_Tasks to complete_:
• A. In the article on RRSP season and the pandemic, why does Allan Small say it will be interesting to see what happens with contributions next year?
• B. Pick up the article on RRSP season and the pandemic after its final sentence and continue it.

### Excerpted passage

‘Most people would agree there is light at the end of the tunnel’

Allan Small of Allan Small Financial Group, iA Private Wealth, shares his views on RRSP time and stock-market resilience

‘Most people would agree there is light at the end of the tunnel’

As the quote famously attributed to Benjamin Franklin goes: “In this world, nothing can be said to be certain, except death and taxes.” Translated to the Canadian context, we could replace “taxes” with “RRSP season,” which in a strange sense could be very different while staying exactly the same this year.

Over the past 12 months, different studies have borne out a K-shaped picture of Canada’s economic recovery. Those who were better positioned from a financial perspective when COVID hit have been more able to weather the crisis than those who were living paycheque-to-paycheque. Many who were able to keep their jobs have seen a savings windfall as they were forced to stop commuting, outside entertainment, and other aspects of the pre-pandemic world; others who lost their jobs or have had their hours cut, and didn’t have an emergency fund prepared, weren’t so lucky.

But Allan Small, senior investment advisor at Allan Small Financial Group with iA Private Wealth, estimates many of those divergences will end up cancelling each other out with respect to RRSP season.

“The COVID-19 pandemic has affected different people differently, but I expect that overall contributions are going to be much the same,” he told Wealth Professional. “It’ll be interesting to see what happens next year, because the amount people contribute depends on their previous year’s income, and many people have seen reductions to their income in 2020.”

Beyond the issue of contributions, Small said Canadians are grappling with a lot of difficult questions. The federal government has thrown out a barrage of lifelines over the last 10 months, including rent subsidies, wage subsidies, and sickness benefits, to name some. For those who have come to depend on that aid, the most pressing issue is how long they can expect to keep receiving them; in the case of recipients who were later told they were ineligible or inadvertently double-dipped, it’s how they can pay the money back.

######
### Entries supplied

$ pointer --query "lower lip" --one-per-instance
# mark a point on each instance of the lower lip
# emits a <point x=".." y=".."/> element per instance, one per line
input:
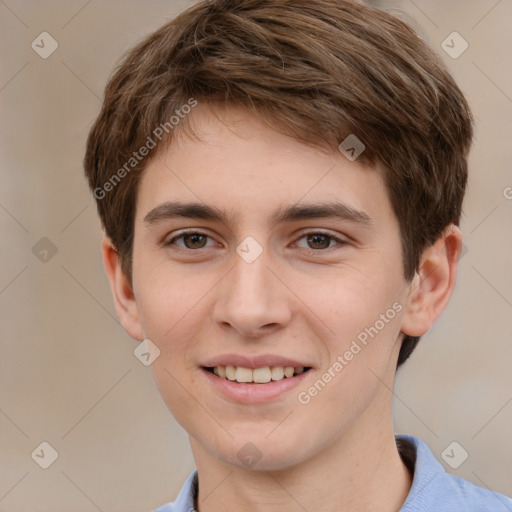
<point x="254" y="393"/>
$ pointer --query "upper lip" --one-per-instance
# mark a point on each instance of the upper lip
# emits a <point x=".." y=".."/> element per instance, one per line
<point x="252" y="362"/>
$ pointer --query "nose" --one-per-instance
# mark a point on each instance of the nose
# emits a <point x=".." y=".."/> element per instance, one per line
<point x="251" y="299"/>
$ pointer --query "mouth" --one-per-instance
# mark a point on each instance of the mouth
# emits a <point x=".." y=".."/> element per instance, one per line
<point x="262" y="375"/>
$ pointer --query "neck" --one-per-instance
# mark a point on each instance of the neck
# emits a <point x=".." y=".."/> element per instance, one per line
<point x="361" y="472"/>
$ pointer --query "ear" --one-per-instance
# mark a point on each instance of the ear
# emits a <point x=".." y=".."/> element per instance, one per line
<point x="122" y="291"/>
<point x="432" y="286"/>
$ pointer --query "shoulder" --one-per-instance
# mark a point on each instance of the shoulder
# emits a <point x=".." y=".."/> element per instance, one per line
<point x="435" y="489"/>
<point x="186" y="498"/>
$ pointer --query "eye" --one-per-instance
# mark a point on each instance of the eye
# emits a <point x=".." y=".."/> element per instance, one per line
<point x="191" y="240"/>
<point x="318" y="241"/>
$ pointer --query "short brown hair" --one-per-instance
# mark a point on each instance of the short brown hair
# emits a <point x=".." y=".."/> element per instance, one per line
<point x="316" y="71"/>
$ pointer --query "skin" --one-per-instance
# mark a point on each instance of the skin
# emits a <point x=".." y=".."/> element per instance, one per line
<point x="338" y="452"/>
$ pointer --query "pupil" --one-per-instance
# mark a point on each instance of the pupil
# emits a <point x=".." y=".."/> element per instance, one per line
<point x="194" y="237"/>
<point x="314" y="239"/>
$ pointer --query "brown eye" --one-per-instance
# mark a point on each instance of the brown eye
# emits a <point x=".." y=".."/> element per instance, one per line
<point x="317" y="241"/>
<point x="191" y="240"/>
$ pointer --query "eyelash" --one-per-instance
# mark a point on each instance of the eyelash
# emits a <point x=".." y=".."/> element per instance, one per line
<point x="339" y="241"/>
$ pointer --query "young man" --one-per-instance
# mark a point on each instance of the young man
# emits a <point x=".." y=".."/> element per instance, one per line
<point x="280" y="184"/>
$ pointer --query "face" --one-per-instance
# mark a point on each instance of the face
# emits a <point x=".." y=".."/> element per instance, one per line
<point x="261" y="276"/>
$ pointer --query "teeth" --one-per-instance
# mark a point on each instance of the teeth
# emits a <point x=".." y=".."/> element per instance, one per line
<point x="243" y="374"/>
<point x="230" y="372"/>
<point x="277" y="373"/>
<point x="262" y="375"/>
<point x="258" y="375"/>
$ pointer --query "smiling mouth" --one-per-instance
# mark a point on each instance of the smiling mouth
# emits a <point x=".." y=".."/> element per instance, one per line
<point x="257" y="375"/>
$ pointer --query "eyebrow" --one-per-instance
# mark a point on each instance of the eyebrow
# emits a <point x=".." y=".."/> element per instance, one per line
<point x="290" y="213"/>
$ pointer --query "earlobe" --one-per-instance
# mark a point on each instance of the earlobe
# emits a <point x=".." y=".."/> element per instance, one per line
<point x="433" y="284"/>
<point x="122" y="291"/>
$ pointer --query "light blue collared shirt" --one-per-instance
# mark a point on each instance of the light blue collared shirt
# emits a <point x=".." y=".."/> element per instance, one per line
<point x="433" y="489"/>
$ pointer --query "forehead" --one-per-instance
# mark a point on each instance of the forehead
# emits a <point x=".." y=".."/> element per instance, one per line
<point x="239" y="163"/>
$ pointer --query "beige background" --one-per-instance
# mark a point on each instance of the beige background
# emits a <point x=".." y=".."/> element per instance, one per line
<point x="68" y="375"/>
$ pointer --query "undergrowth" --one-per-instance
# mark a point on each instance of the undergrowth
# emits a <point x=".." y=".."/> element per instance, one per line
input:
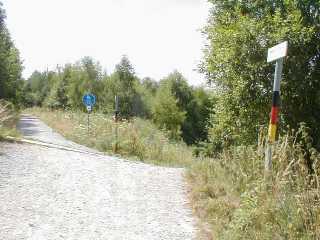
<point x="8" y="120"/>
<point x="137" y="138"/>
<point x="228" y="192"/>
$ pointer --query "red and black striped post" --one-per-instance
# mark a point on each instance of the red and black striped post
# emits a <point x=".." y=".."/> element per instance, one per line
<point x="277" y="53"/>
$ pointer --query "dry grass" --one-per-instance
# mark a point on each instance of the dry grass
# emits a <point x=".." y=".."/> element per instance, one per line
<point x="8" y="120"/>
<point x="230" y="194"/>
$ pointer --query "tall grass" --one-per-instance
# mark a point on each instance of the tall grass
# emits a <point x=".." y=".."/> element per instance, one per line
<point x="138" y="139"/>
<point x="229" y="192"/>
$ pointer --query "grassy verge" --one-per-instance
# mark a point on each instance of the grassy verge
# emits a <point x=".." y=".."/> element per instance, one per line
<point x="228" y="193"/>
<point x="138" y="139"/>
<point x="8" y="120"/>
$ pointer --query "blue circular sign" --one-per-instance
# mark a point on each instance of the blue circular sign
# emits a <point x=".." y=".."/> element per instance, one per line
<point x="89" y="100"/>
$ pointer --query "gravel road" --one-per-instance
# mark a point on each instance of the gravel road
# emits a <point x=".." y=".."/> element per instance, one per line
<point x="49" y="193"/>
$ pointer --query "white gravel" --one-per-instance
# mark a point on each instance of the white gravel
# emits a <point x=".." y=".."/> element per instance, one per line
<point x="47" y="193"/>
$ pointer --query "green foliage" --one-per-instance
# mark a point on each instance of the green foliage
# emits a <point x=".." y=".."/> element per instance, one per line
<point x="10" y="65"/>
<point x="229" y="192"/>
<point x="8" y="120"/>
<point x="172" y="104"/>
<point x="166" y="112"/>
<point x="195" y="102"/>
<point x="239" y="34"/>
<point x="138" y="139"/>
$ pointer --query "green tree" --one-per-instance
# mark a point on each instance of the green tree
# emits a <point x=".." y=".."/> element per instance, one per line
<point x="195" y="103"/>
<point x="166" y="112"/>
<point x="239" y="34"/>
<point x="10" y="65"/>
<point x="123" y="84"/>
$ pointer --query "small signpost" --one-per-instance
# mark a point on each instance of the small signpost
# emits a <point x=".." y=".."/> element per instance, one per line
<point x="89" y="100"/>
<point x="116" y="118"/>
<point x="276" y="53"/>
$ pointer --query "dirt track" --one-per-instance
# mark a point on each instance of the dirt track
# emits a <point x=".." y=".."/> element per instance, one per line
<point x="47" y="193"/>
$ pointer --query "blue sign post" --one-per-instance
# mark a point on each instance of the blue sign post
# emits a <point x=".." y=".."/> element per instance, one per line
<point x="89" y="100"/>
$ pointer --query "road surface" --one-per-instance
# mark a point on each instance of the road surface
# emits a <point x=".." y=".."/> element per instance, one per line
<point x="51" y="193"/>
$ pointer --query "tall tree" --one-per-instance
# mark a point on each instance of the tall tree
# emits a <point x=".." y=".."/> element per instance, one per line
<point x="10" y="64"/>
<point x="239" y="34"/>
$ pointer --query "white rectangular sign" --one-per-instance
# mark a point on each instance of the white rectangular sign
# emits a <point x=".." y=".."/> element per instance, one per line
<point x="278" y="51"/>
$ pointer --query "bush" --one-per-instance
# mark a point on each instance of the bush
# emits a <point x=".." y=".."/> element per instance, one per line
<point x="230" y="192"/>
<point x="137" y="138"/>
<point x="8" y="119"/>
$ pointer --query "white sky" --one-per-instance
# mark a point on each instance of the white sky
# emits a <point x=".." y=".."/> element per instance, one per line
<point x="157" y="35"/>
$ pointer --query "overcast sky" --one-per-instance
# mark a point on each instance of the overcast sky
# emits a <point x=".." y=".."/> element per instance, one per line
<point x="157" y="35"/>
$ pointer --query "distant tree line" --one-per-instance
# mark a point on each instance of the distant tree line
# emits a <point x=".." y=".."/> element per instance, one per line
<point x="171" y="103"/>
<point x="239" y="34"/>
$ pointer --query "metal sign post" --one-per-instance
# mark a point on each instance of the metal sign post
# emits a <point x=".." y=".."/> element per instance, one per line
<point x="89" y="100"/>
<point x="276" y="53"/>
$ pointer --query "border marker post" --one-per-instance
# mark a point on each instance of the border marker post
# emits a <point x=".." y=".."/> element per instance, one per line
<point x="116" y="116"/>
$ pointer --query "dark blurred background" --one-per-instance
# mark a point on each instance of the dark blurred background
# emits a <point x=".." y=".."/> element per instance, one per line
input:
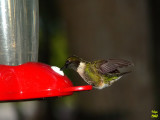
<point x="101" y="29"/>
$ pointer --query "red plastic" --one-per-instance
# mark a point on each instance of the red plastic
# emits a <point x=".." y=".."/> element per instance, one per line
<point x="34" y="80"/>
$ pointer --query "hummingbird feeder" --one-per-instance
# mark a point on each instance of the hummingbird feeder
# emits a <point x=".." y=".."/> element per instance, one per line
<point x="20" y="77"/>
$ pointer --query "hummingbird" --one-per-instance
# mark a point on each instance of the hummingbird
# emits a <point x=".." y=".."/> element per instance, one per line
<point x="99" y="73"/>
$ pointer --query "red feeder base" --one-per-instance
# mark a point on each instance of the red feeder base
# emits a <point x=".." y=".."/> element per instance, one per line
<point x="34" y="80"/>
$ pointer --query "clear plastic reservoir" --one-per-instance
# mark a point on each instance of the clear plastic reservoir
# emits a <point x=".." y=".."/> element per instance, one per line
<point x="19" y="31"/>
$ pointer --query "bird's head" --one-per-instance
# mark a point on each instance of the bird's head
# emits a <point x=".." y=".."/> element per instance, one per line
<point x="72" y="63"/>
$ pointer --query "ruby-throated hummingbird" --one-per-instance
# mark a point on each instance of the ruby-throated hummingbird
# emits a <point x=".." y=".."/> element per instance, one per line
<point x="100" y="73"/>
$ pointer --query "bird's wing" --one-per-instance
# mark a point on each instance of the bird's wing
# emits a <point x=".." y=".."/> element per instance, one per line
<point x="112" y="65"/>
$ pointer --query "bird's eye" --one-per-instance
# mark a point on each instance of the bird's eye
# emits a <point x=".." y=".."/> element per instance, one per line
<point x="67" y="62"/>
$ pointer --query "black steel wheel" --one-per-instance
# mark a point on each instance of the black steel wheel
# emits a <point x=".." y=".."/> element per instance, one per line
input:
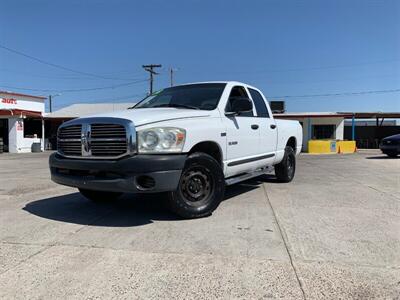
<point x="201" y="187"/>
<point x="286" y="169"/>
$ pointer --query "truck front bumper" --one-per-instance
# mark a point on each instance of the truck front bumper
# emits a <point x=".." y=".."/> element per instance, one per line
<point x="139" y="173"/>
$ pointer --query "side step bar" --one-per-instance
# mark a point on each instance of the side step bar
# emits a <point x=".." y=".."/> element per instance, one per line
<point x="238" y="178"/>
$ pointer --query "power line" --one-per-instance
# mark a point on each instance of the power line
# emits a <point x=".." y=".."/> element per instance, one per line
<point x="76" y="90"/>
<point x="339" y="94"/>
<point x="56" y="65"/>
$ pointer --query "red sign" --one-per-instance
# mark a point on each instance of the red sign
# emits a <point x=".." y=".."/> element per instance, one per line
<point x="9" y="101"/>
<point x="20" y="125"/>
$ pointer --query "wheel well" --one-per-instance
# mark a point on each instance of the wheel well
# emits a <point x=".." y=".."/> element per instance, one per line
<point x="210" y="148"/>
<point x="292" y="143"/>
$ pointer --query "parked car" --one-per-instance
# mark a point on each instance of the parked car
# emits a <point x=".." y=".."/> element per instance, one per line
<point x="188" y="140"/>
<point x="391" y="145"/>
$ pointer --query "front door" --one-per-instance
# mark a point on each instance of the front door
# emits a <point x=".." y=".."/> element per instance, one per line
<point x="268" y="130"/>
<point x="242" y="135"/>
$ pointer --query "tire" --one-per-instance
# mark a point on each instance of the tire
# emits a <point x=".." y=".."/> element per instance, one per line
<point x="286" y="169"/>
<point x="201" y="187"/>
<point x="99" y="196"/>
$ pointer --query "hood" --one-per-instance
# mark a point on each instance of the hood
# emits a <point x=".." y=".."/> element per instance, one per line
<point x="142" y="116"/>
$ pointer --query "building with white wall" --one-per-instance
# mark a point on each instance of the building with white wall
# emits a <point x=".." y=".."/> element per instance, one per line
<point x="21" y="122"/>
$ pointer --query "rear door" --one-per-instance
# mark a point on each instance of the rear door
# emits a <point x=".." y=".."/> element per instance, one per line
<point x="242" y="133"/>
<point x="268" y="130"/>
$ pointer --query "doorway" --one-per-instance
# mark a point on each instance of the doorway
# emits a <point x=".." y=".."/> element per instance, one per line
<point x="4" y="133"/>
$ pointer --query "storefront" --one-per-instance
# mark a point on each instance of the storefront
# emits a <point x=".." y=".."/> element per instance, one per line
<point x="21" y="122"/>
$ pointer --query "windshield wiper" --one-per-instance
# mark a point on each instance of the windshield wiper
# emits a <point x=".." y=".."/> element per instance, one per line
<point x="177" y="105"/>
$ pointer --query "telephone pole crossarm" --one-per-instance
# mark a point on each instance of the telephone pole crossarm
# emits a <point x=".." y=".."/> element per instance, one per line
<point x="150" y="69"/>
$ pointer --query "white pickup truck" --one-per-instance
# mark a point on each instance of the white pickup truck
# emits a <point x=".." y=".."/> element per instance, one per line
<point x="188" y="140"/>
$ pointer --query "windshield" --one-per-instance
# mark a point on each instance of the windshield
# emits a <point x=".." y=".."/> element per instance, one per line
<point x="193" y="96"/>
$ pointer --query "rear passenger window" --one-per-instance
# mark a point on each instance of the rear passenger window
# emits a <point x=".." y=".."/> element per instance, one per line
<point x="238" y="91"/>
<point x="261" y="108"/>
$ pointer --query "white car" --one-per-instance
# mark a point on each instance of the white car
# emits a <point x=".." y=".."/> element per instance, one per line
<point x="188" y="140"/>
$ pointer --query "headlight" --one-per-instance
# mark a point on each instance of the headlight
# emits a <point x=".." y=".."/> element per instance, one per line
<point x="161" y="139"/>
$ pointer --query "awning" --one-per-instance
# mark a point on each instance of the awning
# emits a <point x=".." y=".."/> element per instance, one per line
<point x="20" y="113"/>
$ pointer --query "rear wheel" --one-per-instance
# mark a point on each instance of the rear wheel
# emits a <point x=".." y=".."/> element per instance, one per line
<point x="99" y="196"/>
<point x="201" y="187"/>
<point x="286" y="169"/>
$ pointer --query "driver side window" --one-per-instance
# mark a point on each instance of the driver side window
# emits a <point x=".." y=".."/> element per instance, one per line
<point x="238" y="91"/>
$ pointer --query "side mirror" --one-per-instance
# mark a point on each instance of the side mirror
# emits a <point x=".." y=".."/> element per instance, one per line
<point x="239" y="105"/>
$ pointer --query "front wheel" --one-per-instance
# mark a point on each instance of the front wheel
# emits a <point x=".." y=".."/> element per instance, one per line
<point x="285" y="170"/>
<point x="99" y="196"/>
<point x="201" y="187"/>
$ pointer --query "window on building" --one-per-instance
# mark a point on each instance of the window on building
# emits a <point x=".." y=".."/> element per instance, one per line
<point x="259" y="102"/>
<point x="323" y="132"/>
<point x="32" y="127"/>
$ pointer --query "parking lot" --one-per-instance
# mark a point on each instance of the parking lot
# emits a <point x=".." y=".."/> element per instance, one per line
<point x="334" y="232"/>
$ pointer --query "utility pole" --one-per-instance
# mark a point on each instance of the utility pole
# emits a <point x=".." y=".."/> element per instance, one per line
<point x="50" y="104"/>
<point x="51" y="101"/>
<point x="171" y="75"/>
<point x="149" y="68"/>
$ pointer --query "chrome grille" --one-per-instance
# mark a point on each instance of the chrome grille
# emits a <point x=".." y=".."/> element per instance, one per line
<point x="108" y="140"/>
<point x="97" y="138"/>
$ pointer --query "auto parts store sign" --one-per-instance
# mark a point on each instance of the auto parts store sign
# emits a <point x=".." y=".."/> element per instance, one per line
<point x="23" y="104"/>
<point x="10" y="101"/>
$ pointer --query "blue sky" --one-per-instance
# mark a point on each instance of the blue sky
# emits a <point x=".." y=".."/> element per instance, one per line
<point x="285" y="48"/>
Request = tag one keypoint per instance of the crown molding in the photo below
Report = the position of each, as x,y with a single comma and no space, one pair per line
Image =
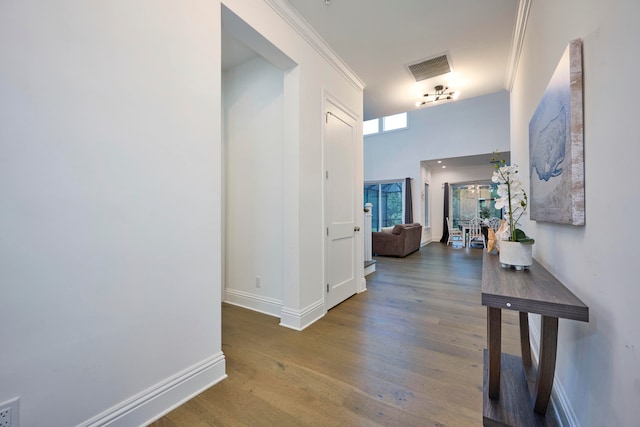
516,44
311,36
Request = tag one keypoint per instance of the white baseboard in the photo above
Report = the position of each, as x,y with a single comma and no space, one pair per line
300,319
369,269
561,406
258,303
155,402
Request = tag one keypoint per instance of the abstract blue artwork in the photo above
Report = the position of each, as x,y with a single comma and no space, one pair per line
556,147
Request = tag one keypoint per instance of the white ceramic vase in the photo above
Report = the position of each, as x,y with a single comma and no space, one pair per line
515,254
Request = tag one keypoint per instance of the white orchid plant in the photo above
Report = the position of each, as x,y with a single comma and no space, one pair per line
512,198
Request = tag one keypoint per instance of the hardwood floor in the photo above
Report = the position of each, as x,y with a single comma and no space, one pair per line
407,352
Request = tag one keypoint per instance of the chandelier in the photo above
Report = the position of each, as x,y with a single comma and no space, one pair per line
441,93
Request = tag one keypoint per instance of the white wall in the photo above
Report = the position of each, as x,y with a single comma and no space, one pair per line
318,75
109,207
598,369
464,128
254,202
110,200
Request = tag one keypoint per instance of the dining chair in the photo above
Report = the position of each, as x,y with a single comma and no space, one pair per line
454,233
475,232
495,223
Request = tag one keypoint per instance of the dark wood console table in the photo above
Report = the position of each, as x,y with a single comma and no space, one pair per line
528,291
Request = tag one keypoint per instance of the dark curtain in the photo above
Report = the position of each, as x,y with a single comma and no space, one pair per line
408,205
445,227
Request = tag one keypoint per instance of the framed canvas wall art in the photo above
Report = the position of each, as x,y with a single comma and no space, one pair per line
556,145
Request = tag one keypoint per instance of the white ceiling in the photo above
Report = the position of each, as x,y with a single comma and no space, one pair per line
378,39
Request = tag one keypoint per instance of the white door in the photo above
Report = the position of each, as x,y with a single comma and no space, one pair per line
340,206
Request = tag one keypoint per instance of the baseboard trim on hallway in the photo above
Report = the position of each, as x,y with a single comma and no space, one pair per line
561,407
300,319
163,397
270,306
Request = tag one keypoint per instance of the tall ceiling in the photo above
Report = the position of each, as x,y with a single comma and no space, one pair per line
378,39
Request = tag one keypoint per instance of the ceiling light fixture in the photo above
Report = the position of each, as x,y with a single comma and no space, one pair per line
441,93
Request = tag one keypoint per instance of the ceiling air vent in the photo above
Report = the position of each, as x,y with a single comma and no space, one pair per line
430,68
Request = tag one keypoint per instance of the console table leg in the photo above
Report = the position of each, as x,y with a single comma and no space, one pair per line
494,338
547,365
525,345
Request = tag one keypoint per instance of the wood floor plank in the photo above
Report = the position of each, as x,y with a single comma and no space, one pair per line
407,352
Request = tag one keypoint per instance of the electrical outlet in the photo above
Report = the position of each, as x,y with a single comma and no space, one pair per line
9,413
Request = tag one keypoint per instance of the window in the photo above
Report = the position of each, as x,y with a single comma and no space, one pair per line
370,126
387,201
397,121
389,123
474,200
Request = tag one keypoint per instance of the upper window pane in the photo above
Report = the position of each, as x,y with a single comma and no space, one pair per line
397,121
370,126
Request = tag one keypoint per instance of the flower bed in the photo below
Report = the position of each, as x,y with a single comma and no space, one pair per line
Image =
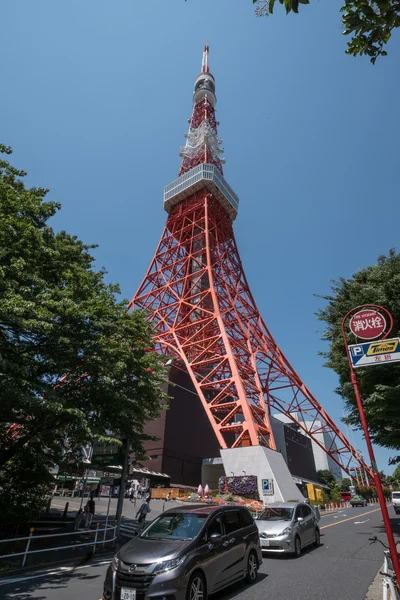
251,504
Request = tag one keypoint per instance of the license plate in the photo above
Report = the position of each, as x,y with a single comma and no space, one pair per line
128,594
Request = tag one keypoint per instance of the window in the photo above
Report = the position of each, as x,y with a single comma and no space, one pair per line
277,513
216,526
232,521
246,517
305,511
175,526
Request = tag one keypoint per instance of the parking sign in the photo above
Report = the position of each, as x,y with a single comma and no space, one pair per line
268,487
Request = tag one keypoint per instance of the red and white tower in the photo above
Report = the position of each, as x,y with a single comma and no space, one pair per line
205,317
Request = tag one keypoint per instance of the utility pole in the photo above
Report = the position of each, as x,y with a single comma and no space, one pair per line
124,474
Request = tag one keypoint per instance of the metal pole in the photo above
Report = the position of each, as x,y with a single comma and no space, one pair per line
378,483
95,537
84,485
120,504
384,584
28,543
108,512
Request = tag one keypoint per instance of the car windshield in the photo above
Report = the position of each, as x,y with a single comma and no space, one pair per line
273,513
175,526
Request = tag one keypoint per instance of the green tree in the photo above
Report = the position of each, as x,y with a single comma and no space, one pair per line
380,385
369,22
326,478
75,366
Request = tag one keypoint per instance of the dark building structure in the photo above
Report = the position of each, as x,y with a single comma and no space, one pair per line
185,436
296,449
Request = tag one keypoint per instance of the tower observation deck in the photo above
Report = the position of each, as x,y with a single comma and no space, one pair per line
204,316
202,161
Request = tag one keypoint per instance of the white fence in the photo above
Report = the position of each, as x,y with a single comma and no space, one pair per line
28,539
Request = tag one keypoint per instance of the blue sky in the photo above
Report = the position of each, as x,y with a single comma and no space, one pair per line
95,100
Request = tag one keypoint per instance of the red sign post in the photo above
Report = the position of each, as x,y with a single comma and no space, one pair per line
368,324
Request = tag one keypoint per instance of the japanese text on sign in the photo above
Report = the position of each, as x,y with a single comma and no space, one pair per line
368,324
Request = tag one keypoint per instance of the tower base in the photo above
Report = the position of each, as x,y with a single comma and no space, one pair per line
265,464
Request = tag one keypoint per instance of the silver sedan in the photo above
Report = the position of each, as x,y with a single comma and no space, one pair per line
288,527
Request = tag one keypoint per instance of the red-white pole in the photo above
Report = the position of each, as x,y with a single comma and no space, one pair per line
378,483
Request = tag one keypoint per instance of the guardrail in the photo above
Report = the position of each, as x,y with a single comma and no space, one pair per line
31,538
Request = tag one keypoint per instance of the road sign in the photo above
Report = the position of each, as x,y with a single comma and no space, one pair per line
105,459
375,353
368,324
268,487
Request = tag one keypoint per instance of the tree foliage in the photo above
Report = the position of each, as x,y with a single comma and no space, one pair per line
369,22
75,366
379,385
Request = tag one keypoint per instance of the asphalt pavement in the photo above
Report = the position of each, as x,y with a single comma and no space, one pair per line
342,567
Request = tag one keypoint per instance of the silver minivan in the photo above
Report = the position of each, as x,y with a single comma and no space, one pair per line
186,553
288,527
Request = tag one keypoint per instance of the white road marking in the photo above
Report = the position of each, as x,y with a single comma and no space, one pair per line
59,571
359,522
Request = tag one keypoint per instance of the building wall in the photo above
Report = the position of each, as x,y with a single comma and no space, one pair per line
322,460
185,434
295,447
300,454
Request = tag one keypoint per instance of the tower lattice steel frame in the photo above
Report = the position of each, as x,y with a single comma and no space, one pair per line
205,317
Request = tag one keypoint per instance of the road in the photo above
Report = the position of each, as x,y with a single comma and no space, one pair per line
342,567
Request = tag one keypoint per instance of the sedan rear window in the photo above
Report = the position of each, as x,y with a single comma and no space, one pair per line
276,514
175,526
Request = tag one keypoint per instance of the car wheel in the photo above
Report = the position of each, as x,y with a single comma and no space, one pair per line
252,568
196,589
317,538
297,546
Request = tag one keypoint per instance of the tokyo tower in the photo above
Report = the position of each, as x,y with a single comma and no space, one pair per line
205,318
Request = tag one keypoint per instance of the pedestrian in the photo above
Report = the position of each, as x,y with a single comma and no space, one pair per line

######

_Answers to this exercise_:
• A. The amount people can contribute depends on their previous year's income. Many people had their income reduced in 2020, so next year's contributions may be affected.

• B.
“I've spoken about this to many people over the last few months saying that this is not free money,” Small said. “It has to come from somewhere; at some point, someone will have to pay tax on these subsidies. Many investors I’ve talked to are fearful that they will see their taxes go up, whether it's property tax, capital gains tax, GST, HST, or corporate tax. I think that’s causing a lot of anxiety.”

With the cloud of COVID-19 and its economic impacts continuing to hang overhead, it’s safe to say many Canadians are just living day to day. With the twin concerns of health and wealth weighing on their minds, many people are focusing on what’s in their control, and trying not to be overwhelmed by their fears and anxieties.

“I think most people would agree that there is light at the end of the tunnel,” Small said. “But I think where the discrepancy comes in is how long the tunnel is before we get to that light.”

At times like this, people will cling to any good news they can get; over the past year, that’s come from the stock markets, which have rallied impressively since their historic downturn last March. As Small and others have noted, the broad stock market has behaved in a way that’s almost defiant of the weakness in the underlying economy. But just as the economy is developing in a K-shaped trajectory, the stock market has similarly diverged.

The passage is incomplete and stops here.